**SCHRIFTLICHE AUFGABE A:**
Prüfe, ob die folgenden Aussagen mit der Filmkritik zu „Jenseits von Schuld“ weiter unten übereinstimmen: (i) Niels Högel tritt im Film direkt auf. (ii) Högel wurde Ende 2006 zum ersten Mal verurteilt. (iii) Der Film erklärt, wie es zu den Verbrechen kommen konnte. Antworte jeweils mit Ja oder Nein und zitiere die entscheidenden Worte der Filmkritik wörtlich.
**SCHRIFTLICHE AUFGABE B:**
Schreib bitte die Filmkritik zu „Jenseits von Schuld“ weiter unten im Anschluss an ihren letzten Satz fort.

**ZITIERTER TEXT:**
********************
Jenseits von Schuld

Jenseits von Schuld

Jenseits von Schuld
„Jenseits von Schuld“ // Deutschland-Start: nicht angekündigt

Inhalt / Kritik

Wer in ein Krankenhaus geht, tut dies meistens in der Hoffnung, dass einem geholfen wird und man gesünder wieder rausgeht. Die implizite Erwartung: Dort arbeiten Menschen, die einem helfen wollen. Umso perfider und schockierender sind die Fälle, in denen ausgerechnet dort Leute arbeiten, die andere gezielt töten oder zumindest deren Tod in Kauf nehmen. Das macht die Geschichten zu dankbaren Vorlagen für True-Crime-Produktionen. The Good Nurse erzählte die Geschichte des US-Amerikaners Charles Cullen, der bis zu 400 Menschen getötet haben soll. Das deutsche Pendant hierzu ist Niels Högel, der ebenfalls mehrere Hundert Menschen getötet haben könnte. Das weiße Schweigen zeigte eine fiktionalisierte Version des Verbrechers. Mit Jenseits von Schuld kommt nun ein Dokumentarfilm, der ebenfalls den notorischen Serienmörder zum Inhalt hat.

Schatten der Vergangenheit

Und gleichzeitig wieder nicht. Anstatt aus dem Stoff eine weitere beliebige True-Crime-Doku zu machen, die mit dem Leid anderer schockieren oder für Nervenkitzel sorgen möchte, geht der Film einer Frage nach, die nur wenige stellen: Wie geht es eigentlich den Eltern von Högel? Katharina Köster und Katrin Neme begleiten in Jenseits von Schuld die zwei, zeigen sie im Alltag wie auch in Interviewsituationen, bei denen sie sich alles von der Seele sprechen dürfen. Sohn Niels kommt hingegen gar nicht vor, zumindest nicht direkt. Zwischendurch hören wir zwar, wie die zwei mit ihm telefonieren. Das war es aber auch schon. Wer sich den Film anschaut in der Erwartung, den Täter in Person zu erleben, wird enttäuscht.

Und doch ist Niels da, als Schatten, der über dem Leben der beiden Eltern liegt. Und das viele Jahre später: Ende 2006 wurde er das erste Mal verurteilt, es folgen später noch einige andere. Doch man hat nicht das Gefühl, dass die zwei seither viel weiter gekommen sind. Zwar haben sie in mancher Hinsicht ihren Frieden gemacht. Beispielsweise sind sie überzeugt davon, dass sie nichts haben ahnen können von dem, was ihr Sohn so tat. Bei anderen Punkten sind sie hingegen weniger sicher. Letztendlich können sie sich in Jenseits von Schuld noch immer nicht erklären, wie das alles geschehen konnte. Auch von dieser Erwartung muss sich das Publikum lösen: Der Film liefert keine Antwort darauf, wie es zu diesen schrecklichen Verbrechen kommen konnte.
********************
**ERFASSTE DATEN:**

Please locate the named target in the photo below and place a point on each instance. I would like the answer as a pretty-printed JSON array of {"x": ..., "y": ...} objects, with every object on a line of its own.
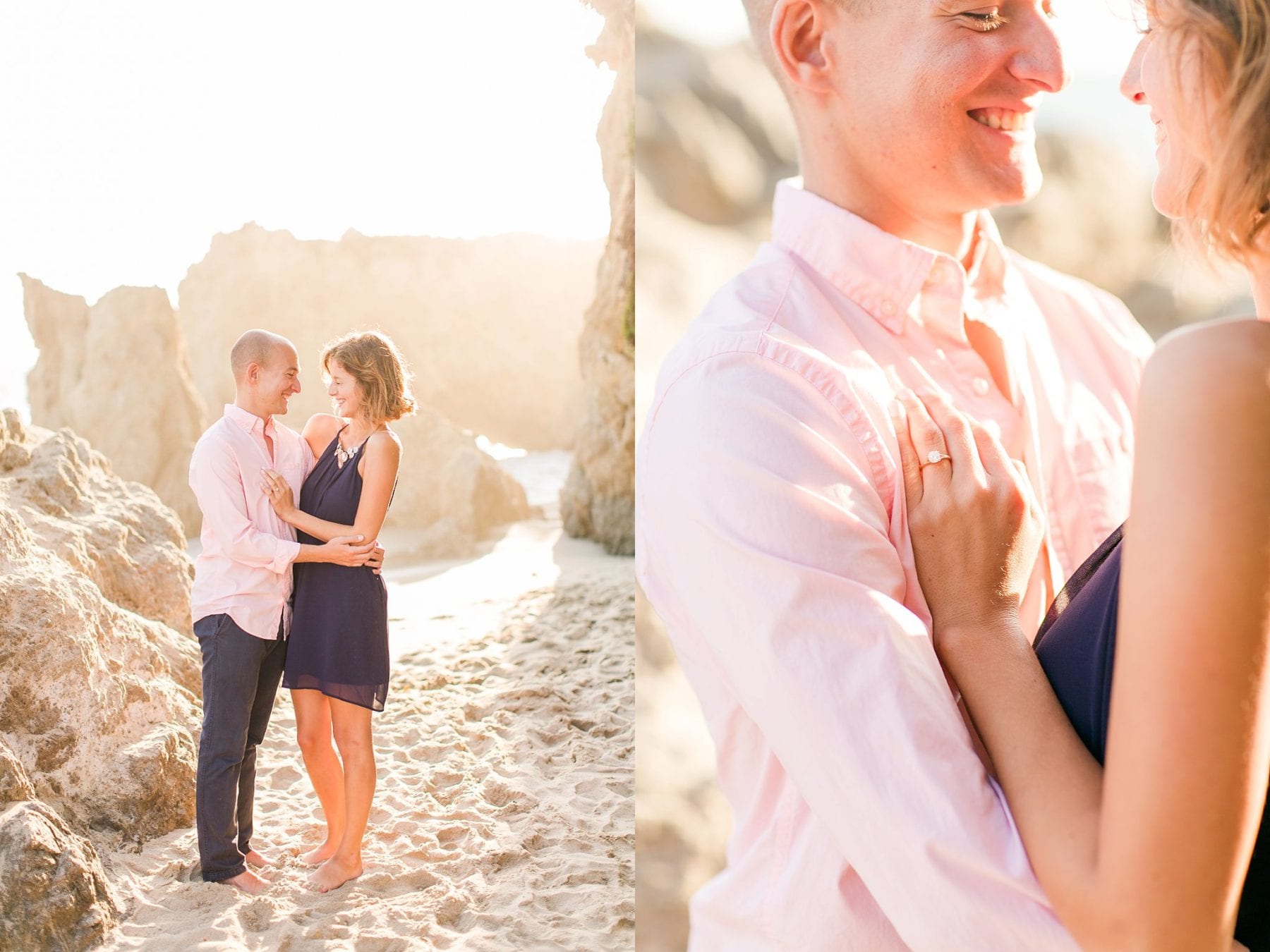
********************
**SCHRIFTLICHE ANTWORT A:**
(i) Nein: „Sohn Niels kommt hingegen gar nicht vor, zumindest nicht direkt.“
(ii) Ja: „Ende 2006 wurde er das erste Mal verurteilt“
(iii) Nein: „Der Film liefert keine Antwort darauf, wie es zu diesen schrecklichen Verbrechen kommen konnte.“

**SCHRIFTLICHE ANTWORT B:**
Eine unmenschliche Aufgabe

Das wird manche nicht befriedigen. Und doch ist der Film sehenswert, eben weil er etwas anspricht, das in solchen Fällen nur selten thematisiert wird. Wie geht man damit um, wenn ein geliebter Mensch ein Mörder ist? Sicher wird es Leute geben, die dann alles abbrechen, nichts mehr mit demjenigen oder derjenigen zu tun haben wollen. Vielleicht werden andere das sogar einfordern. Aber das ist eben nicht so einfach. Niels ist natürlich derjenige, der viele Menschenleben ausgelöscht hat. Aber er ist auch der Sohn. Er ist das Kind, das bei ihnen aufgewachsen ist und das sie in den Bildern suchen, das sie noch einmal ausgraben. Jenseits von Schuld erzählt von Schmerz, erzählt von Liebe – und der geradezu unmenschliche Aufgabe, die beiden Ausgaben von Niels in Einklang zu bringen.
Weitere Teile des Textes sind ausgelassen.